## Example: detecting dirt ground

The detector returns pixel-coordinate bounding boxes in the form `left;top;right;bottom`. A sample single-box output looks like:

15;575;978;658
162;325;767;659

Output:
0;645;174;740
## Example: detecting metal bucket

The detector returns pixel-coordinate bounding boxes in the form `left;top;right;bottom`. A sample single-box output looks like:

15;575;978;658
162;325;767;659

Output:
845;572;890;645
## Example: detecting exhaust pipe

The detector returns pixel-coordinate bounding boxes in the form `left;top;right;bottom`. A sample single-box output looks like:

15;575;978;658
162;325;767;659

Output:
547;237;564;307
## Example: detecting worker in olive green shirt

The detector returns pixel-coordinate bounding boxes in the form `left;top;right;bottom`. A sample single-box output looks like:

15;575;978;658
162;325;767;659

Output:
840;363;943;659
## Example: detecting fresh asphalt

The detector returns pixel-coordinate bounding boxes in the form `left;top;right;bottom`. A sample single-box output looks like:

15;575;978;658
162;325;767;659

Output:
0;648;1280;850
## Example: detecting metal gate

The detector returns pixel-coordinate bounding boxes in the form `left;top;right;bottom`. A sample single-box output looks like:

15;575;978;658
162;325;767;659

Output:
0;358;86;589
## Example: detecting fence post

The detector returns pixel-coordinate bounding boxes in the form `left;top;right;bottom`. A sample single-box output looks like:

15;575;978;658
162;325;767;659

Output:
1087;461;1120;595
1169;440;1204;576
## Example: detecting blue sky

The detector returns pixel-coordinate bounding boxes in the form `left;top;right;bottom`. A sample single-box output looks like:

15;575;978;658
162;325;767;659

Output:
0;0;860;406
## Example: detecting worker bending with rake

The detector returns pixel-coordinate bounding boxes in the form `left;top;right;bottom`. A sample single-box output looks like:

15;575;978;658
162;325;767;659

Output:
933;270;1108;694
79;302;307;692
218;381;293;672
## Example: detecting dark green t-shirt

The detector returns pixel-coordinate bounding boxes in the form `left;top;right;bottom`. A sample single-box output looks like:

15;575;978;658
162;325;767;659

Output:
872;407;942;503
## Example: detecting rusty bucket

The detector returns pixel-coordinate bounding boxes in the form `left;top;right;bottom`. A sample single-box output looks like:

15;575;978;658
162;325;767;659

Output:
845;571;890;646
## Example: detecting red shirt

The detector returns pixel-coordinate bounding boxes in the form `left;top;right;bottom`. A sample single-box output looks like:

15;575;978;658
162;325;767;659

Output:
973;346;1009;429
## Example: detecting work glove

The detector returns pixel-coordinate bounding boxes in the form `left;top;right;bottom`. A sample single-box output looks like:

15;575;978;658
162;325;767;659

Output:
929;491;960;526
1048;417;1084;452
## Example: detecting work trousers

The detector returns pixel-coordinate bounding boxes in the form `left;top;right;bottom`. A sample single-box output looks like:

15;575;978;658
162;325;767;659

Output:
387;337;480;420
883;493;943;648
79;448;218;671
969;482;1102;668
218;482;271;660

# # # # #

Copy the material above word for word, covering every line from start to finish.

SOLVED EXERCISE:
## Example: detecting dirt ground

The detector returns pixel-coordinate bounding boxes in the form `left;top;right;bottom`. A sample single-box output looks like:

15;575;978;658
162;325;767;659

Output:
0;645;174;740
## Example: detecting metal bucket

The detector returns pixel-coordinate bounding boxes in the form `left;top;right;bottom`. A sample single-box output looks like:

15;575;978;658
162;325;767;659

Output:
845;572;890;645
## Example: detecting exhaust pipe

The detector returns pixel-coordinate bounding boxes in the form `left;top;right;bottom`. A sample single-box output looks like:

15;575;978;658
162;325;767;659

Output:
547;237;564;307
## Example: detecting worker in olive green shirt

The detector returns pixel-coordinate bounding boxes in the form `left;top;right;bottom`. A sample single-box output looks like:

15;575;978;658
162;325;767;659

Output:
840;363;943;659
## Example: detecting fresh asphalt

The detector returns pixel-coordinate bounding boxes in the form `left;top;right;bottom`. A sample single-box output looks like:

15;575;978;658
162;325;767;659

Output:
0;648;1280;850
## Example: detecting metal gate

The detector returns pixel-coordinate bounding boxes in the form `left;top;right;bottom`. A sample single-box output looks like:

15;575;978;658
162;325;767;659

Output:
0;358;86;589
## Example: detecting fence post

The detector returns pixel-coordinate bounding boxes in the form `left;top;right;bottom`. A sample single-box output looks like:

15;575;978;658
162;325;767;659

Output:
1087;461;1120;595
1169;440;1204;576
## Example: detecting blue sky

The detector returns pixel-coordinate bounding boxes in the form `left;top;right;bottom`. A sample single-box output looks like:

15;575;978;658
162;325;767;659

Output:
0;0;860;406
## Example: detecting worker bending with rake

The detector returns pixel-coordinate bounding boxes in the form `left;top;right;bottom`. A sample single-box output looks like:

15;575;978;658
162;325;767;659

Output:
933;270;1108;694
79;302;307;692
218;381;293;672
## Example: detecting dark green t-shirt

The detector returns pixel-coordinate bounding boxes in the form `left;top;right;bottom`. A sample single-box output looks like:

15;575;978;658
162;325;767;659

Output:
872;407;942;503
## Example: detecting rusty bucket

The detector returns pixel-coordinate bounding boxes in the form `left;top;right;bottom`. A sample single-box output looks like:

15;575;978;658
162;325;767;659

Output:
845;571;890;646
## Example: detecting red shirt

The detector returns pixel-coordinate bounding boxes in the form `left;top;right;bottom`. A sample single-box output looks like:

15;575;978;658
162;325;767;659

Output:
973;346;1009;429
## Example: detecting work glove

The detector returns pixel-coordinate bounding boxes in the form `left;top;right;bottom`. A sample single-box output looks like:

15;575;978;658
162;325;767;659

Output:
929;491;960;526
1048;417;1084;452
## Example: detecting work trousers

The detector returns pixel-coordinate bounding boxes in the form `left;top;right;bottom`. A sample single-box output looks like:

15;575;978;658
162;325;767;659

Output:
387;337;480;420
883;493;943;648
79;448;218;671
969;482;1102;668
218;482;271;660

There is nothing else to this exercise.